SHORT TASK: Pick out every line in the listing below that contains the word "plaque" and copy each one. Count a line only if the word appears there in the same case.

DATA PROVIDED:

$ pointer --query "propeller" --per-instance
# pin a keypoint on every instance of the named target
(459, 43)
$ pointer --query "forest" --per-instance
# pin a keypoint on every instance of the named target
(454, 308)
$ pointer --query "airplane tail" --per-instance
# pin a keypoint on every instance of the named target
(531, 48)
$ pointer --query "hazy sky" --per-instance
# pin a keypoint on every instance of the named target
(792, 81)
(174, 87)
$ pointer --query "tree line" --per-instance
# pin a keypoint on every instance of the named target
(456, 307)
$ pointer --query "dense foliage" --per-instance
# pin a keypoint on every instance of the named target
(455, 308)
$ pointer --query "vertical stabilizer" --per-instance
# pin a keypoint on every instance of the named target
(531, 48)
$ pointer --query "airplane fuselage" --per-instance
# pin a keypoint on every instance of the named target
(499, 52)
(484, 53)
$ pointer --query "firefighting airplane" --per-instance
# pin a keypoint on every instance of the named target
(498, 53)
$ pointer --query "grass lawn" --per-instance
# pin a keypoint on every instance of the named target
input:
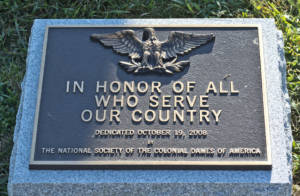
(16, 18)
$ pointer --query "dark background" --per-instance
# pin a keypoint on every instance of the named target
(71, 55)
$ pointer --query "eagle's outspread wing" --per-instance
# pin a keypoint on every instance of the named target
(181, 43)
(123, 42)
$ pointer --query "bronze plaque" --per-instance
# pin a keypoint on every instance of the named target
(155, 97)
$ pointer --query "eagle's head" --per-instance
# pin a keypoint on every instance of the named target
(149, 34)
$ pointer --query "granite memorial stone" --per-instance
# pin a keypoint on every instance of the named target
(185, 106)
--
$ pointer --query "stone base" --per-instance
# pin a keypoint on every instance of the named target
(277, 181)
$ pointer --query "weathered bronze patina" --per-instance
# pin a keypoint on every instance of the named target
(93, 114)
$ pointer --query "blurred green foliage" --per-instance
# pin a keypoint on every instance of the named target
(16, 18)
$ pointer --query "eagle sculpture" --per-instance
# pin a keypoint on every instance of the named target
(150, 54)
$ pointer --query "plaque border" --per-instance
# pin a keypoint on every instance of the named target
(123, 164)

WRITTEN ANSWER:
$ pointer --query "bronze plaque" --per-instance
$ pointer --query "plaque border" --per-instance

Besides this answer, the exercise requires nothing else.